#### Selected text

They don't.
Most regular expression engines do not create an NFA, instead they work by backtracking.
Backtracking is a process of re-visiting every decision you've made, undoing it, and trying another option until something works, which quickly becomes inefficient. Engines are usually not smart enough to eliminate similar paths, and performance of certain patterns can become exponential.
A good explanation can be found in Runaway Regular Expressions: Catastrophic Backtracking.
In the example of ^(a+)+$
with the input aaaaaaaaaaaaX
, the engine will try all combinations:
aaaaaaaaaaaa
aaaaaaaaaaa
a
aaaaaaaaaa
aa
aaaaaaaaaa
a
a
- ...
aa
aaaaaaaaaa
a
aaaaaaaaaaa
- ...
a
a
aaaa
aaaa
aa
... which is a lot.
The OWASP article you've linked to is demonstrating a real denial-of-service attack, but the explanation is purely theoretical - this is not how the attack actually works.

########
#### Provided records

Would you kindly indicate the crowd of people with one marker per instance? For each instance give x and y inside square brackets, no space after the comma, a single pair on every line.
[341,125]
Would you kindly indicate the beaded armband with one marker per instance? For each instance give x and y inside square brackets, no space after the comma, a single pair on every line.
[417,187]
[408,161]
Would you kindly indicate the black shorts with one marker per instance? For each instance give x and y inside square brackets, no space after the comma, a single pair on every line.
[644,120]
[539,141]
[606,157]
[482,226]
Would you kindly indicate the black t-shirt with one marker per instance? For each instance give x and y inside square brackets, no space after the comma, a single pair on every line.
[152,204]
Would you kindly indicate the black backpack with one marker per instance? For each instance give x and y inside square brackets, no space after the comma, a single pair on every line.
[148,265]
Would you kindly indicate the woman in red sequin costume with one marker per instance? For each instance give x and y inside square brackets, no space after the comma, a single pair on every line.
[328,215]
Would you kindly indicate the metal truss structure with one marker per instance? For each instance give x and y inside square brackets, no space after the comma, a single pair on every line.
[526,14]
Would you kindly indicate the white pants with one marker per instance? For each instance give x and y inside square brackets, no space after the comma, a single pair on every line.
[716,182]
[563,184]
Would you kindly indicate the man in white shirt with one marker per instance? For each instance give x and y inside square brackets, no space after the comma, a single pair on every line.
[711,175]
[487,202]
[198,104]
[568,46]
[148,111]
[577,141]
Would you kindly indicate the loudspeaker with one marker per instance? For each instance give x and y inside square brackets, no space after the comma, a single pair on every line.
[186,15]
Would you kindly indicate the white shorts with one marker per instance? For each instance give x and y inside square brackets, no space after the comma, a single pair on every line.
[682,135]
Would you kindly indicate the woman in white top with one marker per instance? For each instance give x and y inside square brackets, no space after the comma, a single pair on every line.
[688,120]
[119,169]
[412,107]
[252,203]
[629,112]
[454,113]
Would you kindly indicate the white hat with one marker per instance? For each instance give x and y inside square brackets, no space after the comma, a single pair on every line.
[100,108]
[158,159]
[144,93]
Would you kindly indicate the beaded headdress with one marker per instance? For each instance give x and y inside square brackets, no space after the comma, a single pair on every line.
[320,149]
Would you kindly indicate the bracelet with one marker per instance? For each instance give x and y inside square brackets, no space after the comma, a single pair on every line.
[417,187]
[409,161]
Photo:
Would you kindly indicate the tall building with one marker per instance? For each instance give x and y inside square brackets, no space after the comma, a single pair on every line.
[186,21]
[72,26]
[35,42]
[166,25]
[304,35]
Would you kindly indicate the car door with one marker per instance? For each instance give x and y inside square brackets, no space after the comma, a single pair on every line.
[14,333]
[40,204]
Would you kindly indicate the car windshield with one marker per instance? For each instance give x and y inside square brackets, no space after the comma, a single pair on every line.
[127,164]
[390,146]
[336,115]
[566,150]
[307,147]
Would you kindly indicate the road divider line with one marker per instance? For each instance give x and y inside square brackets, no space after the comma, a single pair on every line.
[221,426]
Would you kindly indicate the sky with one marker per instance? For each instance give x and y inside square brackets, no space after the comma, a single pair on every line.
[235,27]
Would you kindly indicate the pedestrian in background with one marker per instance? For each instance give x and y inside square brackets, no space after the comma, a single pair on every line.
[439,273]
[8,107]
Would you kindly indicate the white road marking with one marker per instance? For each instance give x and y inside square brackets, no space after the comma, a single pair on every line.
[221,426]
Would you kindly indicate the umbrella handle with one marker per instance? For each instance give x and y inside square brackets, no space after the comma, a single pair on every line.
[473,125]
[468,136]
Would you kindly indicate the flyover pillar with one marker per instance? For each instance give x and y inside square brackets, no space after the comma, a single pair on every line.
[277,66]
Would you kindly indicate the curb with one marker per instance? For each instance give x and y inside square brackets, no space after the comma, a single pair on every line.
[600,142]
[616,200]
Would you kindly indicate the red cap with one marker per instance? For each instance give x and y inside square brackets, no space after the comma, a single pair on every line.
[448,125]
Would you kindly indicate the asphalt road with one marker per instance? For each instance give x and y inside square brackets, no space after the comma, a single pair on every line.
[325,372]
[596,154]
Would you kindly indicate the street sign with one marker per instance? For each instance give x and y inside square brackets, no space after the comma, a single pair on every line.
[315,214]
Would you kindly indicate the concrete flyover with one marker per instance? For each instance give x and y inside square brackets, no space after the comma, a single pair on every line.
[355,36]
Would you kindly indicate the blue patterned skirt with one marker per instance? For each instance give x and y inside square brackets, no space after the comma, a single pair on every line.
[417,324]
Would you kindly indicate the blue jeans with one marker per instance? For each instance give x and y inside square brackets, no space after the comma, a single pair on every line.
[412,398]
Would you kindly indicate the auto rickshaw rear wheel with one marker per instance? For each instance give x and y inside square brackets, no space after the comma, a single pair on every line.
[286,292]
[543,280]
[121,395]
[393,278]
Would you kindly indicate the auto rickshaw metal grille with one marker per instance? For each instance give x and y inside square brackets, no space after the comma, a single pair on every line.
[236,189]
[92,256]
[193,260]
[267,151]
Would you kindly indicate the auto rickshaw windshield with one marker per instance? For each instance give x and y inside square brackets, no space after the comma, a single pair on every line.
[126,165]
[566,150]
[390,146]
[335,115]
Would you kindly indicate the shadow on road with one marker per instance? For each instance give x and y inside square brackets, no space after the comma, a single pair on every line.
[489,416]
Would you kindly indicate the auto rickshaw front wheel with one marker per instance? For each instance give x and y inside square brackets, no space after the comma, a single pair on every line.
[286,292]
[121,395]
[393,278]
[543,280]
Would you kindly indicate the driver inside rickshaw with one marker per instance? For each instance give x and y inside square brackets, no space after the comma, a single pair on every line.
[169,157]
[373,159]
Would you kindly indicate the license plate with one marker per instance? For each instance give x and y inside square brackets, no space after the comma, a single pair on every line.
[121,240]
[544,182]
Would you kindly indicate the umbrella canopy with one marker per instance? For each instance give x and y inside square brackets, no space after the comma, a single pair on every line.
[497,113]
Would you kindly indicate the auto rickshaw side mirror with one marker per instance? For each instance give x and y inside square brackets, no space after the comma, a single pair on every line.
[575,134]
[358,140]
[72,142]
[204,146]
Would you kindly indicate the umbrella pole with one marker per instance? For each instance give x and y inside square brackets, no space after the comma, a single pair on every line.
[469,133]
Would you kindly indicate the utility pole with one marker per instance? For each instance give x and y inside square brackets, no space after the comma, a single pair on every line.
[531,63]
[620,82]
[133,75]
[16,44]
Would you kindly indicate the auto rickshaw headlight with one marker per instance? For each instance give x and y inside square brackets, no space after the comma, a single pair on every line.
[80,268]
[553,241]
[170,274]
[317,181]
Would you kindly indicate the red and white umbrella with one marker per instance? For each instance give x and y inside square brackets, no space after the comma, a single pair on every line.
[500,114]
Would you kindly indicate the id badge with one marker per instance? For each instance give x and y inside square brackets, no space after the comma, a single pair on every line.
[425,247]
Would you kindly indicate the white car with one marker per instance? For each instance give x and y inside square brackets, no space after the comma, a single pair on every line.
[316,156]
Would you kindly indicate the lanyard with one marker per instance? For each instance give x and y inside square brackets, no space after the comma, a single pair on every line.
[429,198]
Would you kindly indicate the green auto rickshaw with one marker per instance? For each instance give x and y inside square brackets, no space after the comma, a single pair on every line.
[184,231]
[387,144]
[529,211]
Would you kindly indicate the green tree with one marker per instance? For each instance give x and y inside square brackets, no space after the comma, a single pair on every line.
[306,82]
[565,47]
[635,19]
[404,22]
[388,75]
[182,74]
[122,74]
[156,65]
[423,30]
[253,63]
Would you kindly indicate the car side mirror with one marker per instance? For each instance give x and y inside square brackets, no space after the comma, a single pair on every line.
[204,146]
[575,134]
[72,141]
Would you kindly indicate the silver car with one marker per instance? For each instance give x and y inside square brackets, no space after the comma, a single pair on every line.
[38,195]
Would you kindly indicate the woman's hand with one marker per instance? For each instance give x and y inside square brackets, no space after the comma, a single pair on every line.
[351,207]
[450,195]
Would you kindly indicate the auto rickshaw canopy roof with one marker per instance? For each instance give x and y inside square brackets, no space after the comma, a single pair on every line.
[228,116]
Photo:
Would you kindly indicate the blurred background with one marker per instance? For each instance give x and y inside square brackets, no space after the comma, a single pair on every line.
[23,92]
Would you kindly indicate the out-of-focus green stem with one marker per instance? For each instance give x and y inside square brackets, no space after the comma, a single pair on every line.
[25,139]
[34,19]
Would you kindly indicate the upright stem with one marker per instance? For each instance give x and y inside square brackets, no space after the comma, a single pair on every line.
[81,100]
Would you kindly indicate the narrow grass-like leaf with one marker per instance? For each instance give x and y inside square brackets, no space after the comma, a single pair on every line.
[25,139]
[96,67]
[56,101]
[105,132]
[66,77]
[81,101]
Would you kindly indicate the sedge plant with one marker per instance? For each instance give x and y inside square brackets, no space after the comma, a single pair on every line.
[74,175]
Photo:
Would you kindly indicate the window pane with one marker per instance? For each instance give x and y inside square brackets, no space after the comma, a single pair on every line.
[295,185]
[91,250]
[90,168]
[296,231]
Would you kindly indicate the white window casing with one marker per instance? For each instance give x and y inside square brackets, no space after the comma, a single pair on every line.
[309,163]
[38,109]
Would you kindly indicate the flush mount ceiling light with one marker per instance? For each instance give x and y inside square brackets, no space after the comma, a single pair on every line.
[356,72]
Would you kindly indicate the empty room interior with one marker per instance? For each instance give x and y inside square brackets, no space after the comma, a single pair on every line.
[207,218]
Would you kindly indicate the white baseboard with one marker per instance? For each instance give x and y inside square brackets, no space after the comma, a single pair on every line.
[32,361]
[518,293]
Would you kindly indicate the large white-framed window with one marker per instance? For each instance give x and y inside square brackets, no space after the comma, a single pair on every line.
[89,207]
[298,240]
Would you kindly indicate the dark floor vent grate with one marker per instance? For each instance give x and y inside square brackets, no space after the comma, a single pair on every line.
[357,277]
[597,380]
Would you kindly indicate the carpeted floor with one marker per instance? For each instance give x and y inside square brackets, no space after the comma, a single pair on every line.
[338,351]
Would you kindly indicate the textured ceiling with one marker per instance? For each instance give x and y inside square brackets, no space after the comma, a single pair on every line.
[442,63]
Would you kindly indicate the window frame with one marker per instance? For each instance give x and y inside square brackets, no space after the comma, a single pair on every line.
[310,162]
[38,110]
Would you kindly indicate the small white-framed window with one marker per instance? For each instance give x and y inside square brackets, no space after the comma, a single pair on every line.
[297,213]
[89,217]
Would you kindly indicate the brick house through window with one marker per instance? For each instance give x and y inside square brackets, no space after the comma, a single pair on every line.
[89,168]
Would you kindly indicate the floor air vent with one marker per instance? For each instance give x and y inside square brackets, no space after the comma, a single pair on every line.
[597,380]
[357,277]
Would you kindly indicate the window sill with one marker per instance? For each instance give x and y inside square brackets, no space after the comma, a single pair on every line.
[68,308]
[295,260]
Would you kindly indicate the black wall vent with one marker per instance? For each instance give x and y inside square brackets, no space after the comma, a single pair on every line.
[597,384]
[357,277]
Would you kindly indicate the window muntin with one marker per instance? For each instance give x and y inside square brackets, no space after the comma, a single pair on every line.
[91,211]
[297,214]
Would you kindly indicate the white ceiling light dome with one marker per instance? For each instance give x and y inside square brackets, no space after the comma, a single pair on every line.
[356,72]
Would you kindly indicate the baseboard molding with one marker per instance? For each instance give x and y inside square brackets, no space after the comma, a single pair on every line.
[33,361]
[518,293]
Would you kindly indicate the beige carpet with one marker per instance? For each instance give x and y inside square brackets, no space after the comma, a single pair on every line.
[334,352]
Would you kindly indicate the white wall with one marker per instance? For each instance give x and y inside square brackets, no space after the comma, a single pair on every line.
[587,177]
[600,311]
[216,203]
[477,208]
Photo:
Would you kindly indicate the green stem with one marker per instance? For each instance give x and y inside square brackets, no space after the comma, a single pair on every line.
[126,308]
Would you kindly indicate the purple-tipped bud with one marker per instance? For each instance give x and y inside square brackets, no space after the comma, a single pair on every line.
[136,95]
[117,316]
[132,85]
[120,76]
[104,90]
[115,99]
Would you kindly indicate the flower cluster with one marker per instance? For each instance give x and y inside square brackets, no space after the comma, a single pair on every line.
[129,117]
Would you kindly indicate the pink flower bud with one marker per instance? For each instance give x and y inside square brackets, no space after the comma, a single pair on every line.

########

Stated goal ▸ List every action that, according to the passage on regular expression backtracking, makes up the backtracking process.

Written reply ▸
- Re-visiting every decision made
- Undoing it
- Trying another option until something works